Alain Laraby, avocat à la cour de Paris, a rédigé un papier sur son amitié avec Imre Toth. Il décrit le rapport de celui-ci au judaïsme :

« notre Étranger d'Élée ne peut être regardé comme un juif orthodoxe, mais plutôt comme un juif universel, comme EINSTEIN ou FREUD ou comme, en plein Aufklärung, Moses MENDELSSOHN, qui furent tous, plus ou moins, doublement exilés, à l'intérieur comme à l'extérieur, en raison de leur caractère libre-penseur[4]. »

En effet, Imre Toth est imprégné de culture juive autant que de philosophie grecque. Laraby le compare à Spinoza dans « le souci d'exprimer la liberté de la pensée au-delà du contrôle de l’État comme des idées ». La culture juive de Toth se manifeste dans son rapport à l'écrit : il rature et commente constamment les textes, refusant de sacraliser une quelconque autorité. Il s'inspire aussi du surréalisme en pratiquant la méthode du collage, notamment dans son livre Palimpseste[5].

# Données des exercices:
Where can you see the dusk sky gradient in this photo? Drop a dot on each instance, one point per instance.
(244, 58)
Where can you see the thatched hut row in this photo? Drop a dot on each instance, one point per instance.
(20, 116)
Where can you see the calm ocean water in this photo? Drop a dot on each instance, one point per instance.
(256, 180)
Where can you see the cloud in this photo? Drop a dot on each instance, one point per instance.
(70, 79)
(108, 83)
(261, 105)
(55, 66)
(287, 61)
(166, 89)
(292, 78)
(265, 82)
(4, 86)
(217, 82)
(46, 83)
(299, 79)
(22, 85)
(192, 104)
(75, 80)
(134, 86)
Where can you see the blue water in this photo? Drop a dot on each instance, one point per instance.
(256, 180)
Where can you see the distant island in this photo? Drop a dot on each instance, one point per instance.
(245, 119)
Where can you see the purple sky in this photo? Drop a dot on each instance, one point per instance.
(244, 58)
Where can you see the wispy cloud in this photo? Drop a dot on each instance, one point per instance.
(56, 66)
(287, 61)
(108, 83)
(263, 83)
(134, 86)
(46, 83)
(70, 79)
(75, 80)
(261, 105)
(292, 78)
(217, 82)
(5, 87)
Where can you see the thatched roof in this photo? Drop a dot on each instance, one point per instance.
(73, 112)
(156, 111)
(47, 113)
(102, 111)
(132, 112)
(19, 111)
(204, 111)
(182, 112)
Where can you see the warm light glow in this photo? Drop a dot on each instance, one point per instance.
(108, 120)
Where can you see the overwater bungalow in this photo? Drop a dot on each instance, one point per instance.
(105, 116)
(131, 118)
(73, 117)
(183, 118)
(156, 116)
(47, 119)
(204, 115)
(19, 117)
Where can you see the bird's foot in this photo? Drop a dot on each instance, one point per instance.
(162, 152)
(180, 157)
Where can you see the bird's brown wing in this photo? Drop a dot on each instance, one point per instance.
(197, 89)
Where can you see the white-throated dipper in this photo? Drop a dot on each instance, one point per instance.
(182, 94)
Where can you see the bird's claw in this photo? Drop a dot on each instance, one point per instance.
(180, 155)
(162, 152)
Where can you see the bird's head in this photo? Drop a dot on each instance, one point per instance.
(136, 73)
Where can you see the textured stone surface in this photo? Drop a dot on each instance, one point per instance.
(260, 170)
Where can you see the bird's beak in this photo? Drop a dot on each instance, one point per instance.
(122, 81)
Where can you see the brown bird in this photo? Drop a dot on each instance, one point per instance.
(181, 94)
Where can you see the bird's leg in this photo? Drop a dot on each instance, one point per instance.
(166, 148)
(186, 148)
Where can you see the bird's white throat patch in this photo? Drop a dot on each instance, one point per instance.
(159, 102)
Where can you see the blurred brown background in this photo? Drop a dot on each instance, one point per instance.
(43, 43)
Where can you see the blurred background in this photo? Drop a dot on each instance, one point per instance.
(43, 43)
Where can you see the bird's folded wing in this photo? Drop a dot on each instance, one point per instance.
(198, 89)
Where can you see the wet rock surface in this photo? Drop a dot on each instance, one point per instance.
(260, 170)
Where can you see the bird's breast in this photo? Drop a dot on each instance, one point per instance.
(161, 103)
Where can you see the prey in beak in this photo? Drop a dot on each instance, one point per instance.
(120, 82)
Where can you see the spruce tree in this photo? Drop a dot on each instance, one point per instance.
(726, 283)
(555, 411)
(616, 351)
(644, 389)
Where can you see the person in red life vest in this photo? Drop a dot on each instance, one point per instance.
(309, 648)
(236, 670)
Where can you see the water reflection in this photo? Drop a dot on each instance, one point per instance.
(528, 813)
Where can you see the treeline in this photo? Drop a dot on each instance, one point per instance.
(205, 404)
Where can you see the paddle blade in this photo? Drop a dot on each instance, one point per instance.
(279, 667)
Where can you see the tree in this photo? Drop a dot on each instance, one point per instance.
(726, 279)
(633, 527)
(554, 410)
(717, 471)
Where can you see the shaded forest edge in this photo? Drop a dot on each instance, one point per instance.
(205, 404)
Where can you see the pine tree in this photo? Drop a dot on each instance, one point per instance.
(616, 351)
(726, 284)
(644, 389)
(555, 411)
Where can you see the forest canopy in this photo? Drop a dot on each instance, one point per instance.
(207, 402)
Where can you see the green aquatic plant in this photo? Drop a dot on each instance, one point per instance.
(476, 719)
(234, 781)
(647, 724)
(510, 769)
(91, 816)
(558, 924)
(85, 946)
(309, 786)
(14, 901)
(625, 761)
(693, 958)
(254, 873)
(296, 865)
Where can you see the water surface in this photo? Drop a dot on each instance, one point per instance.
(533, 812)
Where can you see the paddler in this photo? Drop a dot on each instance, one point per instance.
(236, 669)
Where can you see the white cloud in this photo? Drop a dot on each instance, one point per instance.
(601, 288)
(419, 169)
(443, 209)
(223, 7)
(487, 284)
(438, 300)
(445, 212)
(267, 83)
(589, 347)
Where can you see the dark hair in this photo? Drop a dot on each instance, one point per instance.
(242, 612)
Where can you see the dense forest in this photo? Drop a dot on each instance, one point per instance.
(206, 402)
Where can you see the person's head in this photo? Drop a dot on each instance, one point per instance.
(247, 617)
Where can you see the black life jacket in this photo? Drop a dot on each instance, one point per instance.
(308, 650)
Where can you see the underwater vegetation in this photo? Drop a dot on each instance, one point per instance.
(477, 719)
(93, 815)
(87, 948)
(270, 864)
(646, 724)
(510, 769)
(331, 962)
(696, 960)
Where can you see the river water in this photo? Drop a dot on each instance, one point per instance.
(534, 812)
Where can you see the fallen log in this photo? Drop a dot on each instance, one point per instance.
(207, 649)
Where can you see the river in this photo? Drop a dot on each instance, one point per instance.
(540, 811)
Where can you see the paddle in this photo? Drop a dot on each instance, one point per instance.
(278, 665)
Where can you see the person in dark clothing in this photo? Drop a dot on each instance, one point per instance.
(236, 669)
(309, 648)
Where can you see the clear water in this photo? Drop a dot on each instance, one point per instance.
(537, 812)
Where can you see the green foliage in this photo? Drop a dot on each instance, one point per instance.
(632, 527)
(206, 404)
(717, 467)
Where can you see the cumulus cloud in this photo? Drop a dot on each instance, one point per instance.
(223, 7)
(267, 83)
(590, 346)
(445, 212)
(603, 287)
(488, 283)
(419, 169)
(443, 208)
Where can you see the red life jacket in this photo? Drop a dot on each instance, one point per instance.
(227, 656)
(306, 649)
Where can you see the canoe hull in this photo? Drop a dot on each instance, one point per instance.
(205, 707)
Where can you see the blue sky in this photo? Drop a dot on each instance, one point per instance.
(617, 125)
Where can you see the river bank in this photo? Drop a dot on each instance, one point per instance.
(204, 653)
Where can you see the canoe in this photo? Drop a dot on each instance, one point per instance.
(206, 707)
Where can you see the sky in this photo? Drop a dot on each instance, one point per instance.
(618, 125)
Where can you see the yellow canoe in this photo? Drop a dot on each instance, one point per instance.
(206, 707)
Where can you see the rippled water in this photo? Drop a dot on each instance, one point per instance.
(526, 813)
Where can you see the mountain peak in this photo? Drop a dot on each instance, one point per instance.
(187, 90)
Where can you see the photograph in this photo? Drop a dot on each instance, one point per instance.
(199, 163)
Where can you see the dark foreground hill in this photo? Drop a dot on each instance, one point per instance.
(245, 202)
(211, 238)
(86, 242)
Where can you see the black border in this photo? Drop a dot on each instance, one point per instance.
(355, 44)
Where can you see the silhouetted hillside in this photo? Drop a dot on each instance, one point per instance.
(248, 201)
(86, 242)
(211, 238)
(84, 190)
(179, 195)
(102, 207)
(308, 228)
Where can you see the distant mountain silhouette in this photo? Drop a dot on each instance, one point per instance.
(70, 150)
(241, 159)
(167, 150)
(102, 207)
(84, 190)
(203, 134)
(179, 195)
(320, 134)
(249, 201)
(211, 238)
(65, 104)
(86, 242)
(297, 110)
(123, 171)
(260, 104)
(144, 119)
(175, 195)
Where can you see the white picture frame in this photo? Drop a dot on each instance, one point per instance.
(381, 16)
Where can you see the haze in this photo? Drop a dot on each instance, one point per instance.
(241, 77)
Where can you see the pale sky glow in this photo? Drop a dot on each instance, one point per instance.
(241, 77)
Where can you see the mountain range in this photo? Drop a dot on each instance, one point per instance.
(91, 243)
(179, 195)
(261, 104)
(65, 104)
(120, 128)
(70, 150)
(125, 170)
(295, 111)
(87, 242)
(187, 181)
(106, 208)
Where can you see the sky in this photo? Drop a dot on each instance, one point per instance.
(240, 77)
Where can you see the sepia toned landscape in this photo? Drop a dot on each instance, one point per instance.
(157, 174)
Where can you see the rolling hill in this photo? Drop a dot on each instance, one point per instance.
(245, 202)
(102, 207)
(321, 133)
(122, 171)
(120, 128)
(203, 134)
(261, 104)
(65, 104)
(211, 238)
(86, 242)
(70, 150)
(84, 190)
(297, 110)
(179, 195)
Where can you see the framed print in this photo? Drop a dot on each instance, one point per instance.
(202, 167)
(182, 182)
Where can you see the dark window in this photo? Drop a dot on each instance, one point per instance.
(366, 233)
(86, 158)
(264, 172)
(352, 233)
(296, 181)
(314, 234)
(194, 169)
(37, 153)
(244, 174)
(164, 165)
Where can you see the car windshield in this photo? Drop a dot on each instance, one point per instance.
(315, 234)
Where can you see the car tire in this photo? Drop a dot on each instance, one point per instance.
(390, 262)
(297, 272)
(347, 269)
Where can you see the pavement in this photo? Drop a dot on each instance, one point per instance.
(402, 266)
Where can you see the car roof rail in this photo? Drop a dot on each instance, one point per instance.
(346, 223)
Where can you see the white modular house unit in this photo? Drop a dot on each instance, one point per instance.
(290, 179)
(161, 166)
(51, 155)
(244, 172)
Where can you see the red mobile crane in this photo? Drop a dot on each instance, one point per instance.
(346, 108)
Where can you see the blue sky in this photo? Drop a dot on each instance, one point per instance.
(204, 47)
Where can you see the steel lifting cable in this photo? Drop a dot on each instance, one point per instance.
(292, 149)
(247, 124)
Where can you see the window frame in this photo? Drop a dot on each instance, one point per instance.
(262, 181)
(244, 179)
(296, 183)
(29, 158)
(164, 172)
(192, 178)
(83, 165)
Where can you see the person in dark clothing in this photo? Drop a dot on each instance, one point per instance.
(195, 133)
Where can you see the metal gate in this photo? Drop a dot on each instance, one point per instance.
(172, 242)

# Liste des tâches:
1 - Réponds aux questions suivantes sur l'extrait consacré à Imre Toth.
(a) Quelle profession exerce Alain Laraby ?
(b) À quel philosophe Laraby compare-t-il Imre Toth ?
(c) Dans quel livre Toth pratique-t-il notamment la méthode du collage ?
2 - Relève chaque ligne qui contient le mot « forest ».

# Corrigé des exercices:
1 -
(a) Il est avocat à la cour de Paris.
(b) Il le compare à Spinoza.
(c) Dans son livre Palimpseste.

2 -
Where can you see the shaded forest edge in this photo? Drop a dot on each instance, one point per instance.
Where can you see the forest canopy in this photo? Drop a dot on each instance, one point per instance.
Where can you see the dense forest in this photo? Drop a dot on each instance, one point per instance.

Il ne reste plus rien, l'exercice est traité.